= Kapunda Road Royal Commission =

South Australian royal commission

The Kapunda Road Royal Commission was a royal commission created by the Government of South Australia in 2005 to inquire into the circumstances surrounding the hit and run death of Ian Humphrey and the circumstances around the trial and conviction of Eugene McGee. The Royal Commissioner was Greg James QC. The first hearing of the commission was on 12 May 2005 and the report was delivered on 15 July 2005.

==Background==
Ian Humphrey was riding a bicycle on Kapunda Road, north of Adelaide, when he was struck by driver Eugene McGee, an Adelaide barrister and former police prosecutor, at 5:05 pm on 30 November 2003. McGee did not stop or render assistance.

===Timeline===
30 November 2003

12:30 pm: McGee arrives at the Wheatsheaf Hotel outside Gawler, 39 km north of Adelaide, to have lunch with his brother Craig and mother Marjorie. The tables order docket shows three bottles of white wine, a glass of port and a glass of beer are purchased.

3:50 pm: Eugene and Craig McGee leave the hotel to take their mother home to Kapunda, 32 km north of Gawler.

3:40 – 4:00 pm: Ian Humphrey leaves his home at Evanston Park to cycle to Freeling on the Kapunda/Gawler road.

4:30 – 4:50 pm: McGee leaves his mother's house to return to Adelaide.

4:50 pm: Occupants of a car travelling through Kapunda notice a dark blue/green 4WD travelling in the same direction which began overtaking them in a dangerous manner on the right. A passenger thinks the driver may have been drinking.

5:00 pm: Antoni Zisimou sees a green Mitsubishi Pajero driving erratically and swaying over the centre line at a speed of about 160 km/h in a 110 km/h zone.

5:05 pm: Ian Humphrey is struck and killed.

5:05 pm: A car is ahead of McGee travelling in the same direction. The driver sees the impact in his rear view mirror. His wife notes the registration number of McGee's vehicle and telephones police.

5:08 pm: Benjamin & Irene Voroniansky who are driving in the opposite direction stop and call an ambulance. They estimate the speed of the Mitsubishi Pajero leaving the scene to be 90–100 km/h.

5:11 pm: McGee makes the first of three phone calls to his lawyer David Edwardson.

5:33 pm: Phones his wife Barbara.

5:37 pm: Phones his brother Craig.

5:42 pm: Phones his mother Marjorie.

5:50 pm: Phones his brother Craig. Police attend the home of Eugene McGee.

5:50 – 6:46 pm: McGee makes six phone calls to relatives.

▶ [Goals]
- A) In the Kapunda Road Royal Commission text, copy the passage starting at "5:00 pm: Antoni Zisimou" and ending at "5:37 pm: Phones his brother Craig.", swapping "Mitsubishi Pajero" for "4WD" wherever it occurs.
- B) Summarize the Kapunda Road Royal Commission text in two sentences.
- C) Turn the paragraph of the Kapunda Road Royal Commission text that opens with "The Kapunda Road Royal Commission was a royal commission" into a short bulleted list that keeps its main facts.

Location annotation dataset excerpts
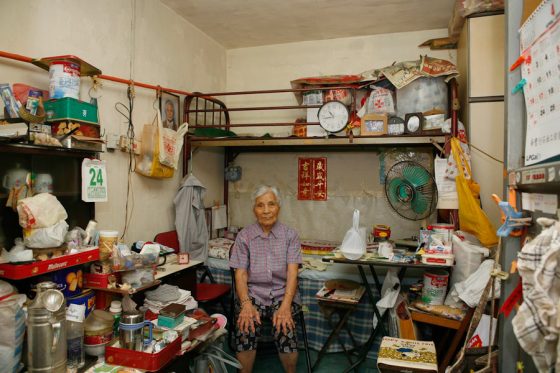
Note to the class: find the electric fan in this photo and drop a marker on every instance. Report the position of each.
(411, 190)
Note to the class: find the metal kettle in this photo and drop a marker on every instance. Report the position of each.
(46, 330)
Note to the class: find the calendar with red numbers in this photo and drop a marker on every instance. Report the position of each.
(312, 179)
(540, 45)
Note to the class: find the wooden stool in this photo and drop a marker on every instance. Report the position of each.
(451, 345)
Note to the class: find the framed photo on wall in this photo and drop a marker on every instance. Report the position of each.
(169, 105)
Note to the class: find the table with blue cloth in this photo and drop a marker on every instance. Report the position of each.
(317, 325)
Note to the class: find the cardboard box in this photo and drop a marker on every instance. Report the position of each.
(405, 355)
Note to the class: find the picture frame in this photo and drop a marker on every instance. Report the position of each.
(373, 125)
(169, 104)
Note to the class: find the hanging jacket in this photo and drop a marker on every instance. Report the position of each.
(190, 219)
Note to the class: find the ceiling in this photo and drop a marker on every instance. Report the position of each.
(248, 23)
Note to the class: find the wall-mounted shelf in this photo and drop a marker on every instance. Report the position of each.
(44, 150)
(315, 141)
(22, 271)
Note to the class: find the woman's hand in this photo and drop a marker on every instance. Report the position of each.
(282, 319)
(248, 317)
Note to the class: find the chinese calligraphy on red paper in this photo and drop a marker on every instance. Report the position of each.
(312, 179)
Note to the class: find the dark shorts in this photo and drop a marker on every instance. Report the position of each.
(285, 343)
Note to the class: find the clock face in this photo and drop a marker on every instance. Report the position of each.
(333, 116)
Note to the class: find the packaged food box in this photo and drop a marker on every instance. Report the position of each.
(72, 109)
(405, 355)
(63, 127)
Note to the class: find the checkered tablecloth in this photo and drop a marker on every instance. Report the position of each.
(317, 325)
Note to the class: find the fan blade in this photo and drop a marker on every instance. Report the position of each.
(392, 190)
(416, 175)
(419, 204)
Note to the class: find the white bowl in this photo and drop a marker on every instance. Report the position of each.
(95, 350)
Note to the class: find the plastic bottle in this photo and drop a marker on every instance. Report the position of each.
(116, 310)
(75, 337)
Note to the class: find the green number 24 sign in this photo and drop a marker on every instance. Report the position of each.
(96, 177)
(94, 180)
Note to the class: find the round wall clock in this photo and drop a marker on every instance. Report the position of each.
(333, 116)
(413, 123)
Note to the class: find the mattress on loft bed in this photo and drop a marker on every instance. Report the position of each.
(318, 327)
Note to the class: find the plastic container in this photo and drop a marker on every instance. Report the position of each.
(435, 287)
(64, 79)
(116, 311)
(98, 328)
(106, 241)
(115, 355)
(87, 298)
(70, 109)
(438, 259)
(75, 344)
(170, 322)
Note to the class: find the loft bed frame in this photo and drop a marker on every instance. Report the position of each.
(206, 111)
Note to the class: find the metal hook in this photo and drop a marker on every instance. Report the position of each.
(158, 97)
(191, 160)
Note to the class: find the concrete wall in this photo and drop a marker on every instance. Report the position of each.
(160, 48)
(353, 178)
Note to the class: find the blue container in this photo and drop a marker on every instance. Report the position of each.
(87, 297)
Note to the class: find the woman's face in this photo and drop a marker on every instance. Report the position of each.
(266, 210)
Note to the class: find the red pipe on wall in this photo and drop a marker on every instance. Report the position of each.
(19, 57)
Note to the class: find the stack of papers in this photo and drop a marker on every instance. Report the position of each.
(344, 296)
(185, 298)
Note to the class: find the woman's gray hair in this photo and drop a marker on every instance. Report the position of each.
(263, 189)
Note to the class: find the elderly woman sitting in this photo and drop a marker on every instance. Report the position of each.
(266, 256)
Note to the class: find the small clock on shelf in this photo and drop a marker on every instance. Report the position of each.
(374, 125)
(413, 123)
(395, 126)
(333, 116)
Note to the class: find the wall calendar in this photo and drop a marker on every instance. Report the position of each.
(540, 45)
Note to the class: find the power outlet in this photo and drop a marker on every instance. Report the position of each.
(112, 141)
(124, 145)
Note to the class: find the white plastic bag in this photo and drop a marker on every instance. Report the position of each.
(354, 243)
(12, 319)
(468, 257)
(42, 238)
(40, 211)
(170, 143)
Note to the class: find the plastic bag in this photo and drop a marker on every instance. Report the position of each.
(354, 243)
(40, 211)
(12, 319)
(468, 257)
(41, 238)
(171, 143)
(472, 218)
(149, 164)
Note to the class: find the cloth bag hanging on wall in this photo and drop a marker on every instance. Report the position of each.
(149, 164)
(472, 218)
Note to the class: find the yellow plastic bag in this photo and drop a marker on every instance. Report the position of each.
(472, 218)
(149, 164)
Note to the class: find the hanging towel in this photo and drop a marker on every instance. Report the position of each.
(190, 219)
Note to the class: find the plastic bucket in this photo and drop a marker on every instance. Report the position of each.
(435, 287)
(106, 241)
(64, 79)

▶ [Expected results]
- A)
5:00 pm: Antoni Zisimou sees a green 4WD driving erratically and swaying over the centre line at a speed of about 160 km/h in a 110 km/h zone.

5:05 pm: Ian Humphrey is struck and killed.

5:05 pm: A car is ahead of McGee travelling in the same direction. The driver sees the impact in his rear view mirror. His wife notes the registration number of McGee's vehicle and telephones police.

5:08 pm: Benjamin & Irene Voroniansky who are driving in the opposite direction stop and call an ambulance. They estimate the speed of the 4WD leaving the scene to be 90–100 km/h.

5:11 pm: McGee makes the first of three phone calls to his lawyer David Edwardson.

5:33 pm: Phones his wife Barbara.

5:37 pm: Phones his brother Craig.

- B) The Kapunda Road Royal Commission, created by the Government of South Australia in 2005 with Greg James QC as Royal Commissioner, inquired into the hit and run death of Ian Humphrey and the trial and conviction of Eugene McGee. Humphrey was struck while riding a bicycle on Kapunda Road, north of Adelaide, at 5:05 pm on 30 November 2003 by McGee, an Adelaide barrister and former police prosecutor, who did not stop or render assistance.

- C)
- Created by the Government of South Australia in 2005
- Inquired into the circumstances surrounding the hit and run death of Ian Humphrey and the trial and conviction of Eugene McGee
- Royal Commissioner: Greg James QC
- First hearing: 12 May 2005
- Report delivered: 15 July 2005